* [AIM OF THE EXERCISE] Copy each line of the data below with the word "water".

* [SUPPLIED ENTRIES]

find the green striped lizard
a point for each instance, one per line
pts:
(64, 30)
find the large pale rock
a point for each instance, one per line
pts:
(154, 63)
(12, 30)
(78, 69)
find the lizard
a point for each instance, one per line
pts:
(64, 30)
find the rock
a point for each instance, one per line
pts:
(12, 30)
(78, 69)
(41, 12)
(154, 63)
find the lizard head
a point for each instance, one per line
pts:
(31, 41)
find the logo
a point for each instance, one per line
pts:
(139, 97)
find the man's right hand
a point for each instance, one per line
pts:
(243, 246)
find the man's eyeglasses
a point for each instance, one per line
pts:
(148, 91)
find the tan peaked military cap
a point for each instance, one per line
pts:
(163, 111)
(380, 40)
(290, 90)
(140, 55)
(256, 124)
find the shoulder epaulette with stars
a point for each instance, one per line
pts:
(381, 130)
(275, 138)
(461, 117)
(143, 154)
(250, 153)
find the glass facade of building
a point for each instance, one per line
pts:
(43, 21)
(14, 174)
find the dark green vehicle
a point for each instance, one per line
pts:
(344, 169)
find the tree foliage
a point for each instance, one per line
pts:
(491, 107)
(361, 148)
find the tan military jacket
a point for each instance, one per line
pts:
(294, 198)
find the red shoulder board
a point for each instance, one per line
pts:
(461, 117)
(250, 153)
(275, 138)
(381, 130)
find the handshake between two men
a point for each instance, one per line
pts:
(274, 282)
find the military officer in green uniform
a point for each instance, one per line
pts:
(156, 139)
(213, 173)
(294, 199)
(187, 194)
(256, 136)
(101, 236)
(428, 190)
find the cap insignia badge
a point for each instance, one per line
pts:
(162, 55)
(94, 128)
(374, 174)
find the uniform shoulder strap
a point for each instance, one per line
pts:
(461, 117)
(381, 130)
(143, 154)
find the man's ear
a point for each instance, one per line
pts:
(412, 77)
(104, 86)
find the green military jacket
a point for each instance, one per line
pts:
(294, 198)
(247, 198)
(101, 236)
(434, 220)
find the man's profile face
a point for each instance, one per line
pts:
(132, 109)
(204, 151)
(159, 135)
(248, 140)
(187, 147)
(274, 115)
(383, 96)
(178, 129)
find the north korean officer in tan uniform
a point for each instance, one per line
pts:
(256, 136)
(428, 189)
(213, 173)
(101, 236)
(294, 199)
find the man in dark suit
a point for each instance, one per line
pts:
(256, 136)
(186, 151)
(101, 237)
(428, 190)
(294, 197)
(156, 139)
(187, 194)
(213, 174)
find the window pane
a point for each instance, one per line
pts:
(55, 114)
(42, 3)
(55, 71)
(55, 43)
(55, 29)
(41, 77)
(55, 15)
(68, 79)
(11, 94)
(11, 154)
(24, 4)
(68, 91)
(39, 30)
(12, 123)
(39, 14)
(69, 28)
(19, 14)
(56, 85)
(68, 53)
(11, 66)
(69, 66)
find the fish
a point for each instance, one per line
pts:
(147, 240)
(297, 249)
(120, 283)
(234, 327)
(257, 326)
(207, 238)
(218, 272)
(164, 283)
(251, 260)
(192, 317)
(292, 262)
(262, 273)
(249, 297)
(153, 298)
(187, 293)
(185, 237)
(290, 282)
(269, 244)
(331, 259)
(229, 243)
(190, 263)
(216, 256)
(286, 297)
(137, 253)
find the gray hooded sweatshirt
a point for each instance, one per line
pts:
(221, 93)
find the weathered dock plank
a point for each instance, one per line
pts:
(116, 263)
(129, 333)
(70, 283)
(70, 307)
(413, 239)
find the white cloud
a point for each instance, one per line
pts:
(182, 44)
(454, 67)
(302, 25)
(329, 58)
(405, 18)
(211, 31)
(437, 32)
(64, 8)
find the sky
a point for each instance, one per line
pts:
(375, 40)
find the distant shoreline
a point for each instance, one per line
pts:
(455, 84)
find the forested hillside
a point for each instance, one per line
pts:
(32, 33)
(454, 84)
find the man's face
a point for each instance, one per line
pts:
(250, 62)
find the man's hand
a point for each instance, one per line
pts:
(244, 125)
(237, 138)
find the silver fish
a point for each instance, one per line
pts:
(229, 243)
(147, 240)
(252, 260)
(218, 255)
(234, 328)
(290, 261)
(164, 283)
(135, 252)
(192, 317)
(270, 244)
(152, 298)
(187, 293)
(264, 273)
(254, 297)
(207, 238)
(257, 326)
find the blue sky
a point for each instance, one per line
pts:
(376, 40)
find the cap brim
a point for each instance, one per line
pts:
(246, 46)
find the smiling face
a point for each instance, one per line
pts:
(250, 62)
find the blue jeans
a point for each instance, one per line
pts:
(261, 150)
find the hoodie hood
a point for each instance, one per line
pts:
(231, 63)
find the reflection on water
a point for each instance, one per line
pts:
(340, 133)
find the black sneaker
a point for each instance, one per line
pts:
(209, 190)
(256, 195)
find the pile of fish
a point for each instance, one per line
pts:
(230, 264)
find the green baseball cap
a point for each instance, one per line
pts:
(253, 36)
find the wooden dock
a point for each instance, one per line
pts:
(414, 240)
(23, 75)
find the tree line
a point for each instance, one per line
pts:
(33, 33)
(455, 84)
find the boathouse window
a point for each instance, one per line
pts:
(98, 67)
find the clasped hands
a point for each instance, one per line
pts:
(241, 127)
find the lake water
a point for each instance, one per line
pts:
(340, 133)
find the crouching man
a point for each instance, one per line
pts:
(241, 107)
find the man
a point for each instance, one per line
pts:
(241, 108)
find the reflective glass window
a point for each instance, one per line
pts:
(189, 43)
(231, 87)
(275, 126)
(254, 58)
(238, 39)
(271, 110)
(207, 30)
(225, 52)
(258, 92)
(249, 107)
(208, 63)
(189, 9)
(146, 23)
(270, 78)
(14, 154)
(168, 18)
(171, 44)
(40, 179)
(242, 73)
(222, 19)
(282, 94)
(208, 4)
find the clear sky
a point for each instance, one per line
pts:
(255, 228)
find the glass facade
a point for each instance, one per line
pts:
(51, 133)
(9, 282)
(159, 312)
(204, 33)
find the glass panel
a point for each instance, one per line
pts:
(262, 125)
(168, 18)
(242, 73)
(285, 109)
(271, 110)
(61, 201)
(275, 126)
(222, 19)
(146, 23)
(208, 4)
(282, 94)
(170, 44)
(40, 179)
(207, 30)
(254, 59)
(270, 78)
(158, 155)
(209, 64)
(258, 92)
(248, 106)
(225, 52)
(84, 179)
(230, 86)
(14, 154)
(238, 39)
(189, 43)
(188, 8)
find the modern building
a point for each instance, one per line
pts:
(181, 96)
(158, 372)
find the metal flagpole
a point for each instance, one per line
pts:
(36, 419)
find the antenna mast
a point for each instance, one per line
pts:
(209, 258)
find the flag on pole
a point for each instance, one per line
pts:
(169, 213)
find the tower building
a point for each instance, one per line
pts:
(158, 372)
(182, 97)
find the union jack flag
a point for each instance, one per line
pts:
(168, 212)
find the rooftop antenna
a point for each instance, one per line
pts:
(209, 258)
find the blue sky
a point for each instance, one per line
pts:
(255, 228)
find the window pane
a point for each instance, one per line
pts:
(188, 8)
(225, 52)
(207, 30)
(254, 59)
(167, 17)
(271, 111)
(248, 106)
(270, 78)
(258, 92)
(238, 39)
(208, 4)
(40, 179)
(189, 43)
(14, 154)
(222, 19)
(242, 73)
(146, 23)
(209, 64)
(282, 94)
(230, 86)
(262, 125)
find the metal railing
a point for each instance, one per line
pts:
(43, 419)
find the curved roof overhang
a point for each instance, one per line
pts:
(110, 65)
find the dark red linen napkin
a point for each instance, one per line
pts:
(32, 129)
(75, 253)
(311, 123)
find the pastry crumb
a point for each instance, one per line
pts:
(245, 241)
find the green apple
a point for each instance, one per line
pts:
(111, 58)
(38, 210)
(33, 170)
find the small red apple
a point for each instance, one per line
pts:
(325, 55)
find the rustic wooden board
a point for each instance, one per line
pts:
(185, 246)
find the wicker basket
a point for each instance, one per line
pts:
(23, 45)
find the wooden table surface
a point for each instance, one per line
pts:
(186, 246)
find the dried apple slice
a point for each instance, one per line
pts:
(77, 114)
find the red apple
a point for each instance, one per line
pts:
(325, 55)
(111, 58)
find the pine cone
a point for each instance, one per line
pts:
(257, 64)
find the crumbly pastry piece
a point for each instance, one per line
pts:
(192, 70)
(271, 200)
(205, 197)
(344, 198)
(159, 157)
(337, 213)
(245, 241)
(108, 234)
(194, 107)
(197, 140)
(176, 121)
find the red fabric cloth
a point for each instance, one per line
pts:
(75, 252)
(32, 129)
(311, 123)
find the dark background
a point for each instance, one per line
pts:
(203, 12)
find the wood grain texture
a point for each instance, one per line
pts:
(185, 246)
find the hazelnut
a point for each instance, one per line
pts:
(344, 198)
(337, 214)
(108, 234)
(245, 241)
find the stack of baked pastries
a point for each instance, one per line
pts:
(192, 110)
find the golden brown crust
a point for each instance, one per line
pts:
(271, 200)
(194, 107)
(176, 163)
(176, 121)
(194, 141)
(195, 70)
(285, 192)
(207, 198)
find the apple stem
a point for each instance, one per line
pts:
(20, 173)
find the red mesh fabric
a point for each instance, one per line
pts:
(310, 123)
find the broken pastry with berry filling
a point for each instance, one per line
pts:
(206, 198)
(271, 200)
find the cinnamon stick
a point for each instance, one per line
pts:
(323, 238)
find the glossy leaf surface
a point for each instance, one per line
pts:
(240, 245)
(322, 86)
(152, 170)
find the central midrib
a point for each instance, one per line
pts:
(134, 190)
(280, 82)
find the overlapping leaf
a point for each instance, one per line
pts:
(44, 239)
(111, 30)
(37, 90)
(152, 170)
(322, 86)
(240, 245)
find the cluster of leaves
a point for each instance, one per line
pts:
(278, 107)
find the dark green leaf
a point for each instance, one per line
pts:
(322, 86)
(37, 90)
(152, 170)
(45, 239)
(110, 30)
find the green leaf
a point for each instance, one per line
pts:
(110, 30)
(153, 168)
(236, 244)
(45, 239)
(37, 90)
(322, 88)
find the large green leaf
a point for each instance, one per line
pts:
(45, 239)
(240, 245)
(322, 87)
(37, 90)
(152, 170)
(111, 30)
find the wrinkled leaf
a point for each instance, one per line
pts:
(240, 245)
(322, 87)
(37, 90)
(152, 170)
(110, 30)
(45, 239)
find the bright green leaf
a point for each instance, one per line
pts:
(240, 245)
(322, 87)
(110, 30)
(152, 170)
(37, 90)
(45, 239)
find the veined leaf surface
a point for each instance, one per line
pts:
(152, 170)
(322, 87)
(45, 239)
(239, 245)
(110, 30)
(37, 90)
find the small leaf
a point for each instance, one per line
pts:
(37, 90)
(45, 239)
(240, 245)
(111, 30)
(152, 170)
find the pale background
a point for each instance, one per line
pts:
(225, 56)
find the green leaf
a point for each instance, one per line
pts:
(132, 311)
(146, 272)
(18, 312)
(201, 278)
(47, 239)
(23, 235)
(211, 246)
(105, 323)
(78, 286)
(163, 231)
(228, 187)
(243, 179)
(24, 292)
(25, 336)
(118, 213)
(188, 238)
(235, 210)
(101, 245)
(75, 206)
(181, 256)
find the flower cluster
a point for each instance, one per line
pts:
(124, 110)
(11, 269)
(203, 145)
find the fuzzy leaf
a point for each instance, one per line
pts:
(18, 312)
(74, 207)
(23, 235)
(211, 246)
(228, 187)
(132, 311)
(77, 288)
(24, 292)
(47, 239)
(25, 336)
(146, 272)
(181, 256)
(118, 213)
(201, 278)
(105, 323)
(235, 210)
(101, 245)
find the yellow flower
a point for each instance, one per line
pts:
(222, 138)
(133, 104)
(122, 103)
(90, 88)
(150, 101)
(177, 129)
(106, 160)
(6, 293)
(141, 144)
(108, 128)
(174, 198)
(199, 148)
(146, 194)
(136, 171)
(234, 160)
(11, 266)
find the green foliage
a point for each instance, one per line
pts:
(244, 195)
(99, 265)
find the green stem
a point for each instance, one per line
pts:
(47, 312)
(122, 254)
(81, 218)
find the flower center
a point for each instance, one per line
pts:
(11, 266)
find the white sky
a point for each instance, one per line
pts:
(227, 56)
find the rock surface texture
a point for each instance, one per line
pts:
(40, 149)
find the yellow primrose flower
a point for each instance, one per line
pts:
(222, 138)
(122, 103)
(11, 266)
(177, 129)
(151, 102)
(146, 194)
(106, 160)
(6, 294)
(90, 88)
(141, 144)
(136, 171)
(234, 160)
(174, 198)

* [RESPONSE TO THE TASK]
find the reflection on water
find the lake water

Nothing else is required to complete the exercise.